**The request:**
Put the lines below into a numbered list, starting with the line containing "Q: For every instance of the potted" and continuing through the last line, inclusive. Omit any blank lines.
** begin Records supplied **
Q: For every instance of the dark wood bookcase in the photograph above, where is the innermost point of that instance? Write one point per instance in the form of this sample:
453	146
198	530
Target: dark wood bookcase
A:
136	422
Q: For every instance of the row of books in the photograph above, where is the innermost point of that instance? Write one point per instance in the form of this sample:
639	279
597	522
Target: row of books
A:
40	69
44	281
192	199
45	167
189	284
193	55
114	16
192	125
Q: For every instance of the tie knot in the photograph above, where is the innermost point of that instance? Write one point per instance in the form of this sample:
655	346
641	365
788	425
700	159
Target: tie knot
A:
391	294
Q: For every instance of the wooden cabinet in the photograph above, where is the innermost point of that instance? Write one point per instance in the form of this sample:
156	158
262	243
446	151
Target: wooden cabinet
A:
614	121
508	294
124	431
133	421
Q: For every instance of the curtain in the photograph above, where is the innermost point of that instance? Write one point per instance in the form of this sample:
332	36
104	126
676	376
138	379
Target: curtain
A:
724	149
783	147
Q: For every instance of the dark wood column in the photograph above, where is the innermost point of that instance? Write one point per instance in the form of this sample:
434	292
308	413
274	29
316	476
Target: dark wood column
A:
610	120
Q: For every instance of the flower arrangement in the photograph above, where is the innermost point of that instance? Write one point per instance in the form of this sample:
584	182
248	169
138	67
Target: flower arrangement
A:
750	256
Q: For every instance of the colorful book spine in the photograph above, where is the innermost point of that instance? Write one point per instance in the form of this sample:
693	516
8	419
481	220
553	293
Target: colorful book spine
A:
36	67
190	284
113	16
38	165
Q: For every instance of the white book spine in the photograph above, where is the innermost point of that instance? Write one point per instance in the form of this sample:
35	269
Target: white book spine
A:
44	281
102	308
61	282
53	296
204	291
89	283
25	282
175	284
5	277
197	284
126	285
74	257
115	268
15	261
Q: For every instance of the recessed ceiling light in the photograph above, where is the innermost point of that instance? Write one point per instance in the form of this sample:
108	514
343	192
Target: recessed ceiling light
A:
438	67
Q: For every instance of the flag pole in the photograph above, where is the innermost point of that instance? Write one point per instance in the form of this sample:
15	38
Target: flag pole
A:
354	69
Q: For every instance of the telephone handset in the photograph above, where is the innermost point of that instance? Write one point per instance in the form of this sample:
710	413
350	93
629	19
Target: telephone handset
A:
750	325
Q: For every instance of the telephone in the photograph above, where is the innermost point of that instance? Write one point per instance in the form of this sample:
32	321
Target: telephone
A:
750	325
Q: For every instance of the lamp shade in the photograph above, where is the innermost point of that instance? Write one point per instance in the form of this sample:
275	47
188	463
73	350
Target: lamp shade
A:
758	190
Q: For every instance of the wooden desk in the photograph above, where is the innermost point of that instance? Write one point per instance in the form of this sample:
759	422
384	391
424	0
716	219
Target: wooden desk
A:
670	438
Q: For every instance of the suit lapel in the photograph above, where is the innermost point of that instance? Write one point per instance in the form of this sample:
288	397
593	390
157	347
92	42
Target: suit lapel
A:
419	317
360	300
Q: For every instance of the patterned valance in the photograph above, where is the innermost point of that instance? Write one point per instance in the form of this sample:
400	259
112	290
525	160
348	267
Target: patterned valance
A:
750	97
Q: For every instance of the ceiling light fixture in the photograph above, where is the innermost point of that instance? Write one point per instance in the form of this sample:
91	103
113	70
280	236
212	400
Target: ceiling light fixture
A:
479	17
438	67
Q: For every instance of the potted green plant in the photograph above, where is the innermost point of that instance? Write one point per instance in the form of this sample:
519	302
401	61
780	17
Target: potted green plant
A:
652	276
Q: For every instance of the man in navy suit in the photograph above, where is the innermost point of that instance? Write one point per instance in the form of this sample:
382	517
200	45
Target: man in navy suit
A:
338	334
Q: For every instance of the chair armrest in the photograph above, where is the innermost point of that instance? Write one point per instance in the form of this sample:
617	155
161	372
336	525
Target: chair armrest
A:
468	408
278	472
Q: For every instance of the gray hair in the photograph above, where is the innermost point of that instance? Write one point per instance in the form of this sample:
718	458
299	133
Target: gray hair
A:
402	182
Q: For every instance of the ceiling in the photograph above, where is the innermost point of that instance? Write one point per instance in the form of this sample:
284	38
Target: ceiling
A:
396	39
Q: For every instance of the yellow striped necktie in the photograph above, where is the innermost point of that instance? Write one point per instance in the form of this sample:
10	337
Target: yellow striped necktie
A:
** end Records supplied **
**Solved exercise:**
1. Q: For every instance of the potted green plant in the photograph above, where is the innermost point of that instance? Write one point per instance in the form of this sample:
2. 519	302
3. 401	61
4. 780	17
5. Target: potted green plant
6. A:
7. 652	276
8. Q: For every instance of the man in navy suit in the photograph above, where is the innermost point of that instance? Write one point per instance in the form of this sample:
9. 382	517
10. 200	45
11. Target: man in navy suit
12. A:
13. 338	334
14. Q: For every instance of the chair armrest in the photograph above, where is the innermost point of that instance? Write one point per instance in the form of this sample:
15. 617	155
16. 161	372
17. 336	525
18. Target: chair armrest
19. A:
20. 468	408
21. 278	472
22. Q: For every instance of the gray hair in the photograph above, where is the innermost point of that instance? Write one point per instance in the form of this sample:
23. 718	458
24. 299	133
25. Target: gray hair
26. A:
27. 402	182
28. Q: For every instance of the ceiling in the photograph above, where is the innermost point of that instance? Write one point per instance in the form of this sample:
29. 284	38
30. Target: ceiling
31. A:
32. 396	39
33. Q: For every instance of the yellow striped necktie in the photograph above, where is the innermost point of that instance? Write one point per instance in the form of this sample:
34. 10	337
35. Target: yellow striped necktie
36. A:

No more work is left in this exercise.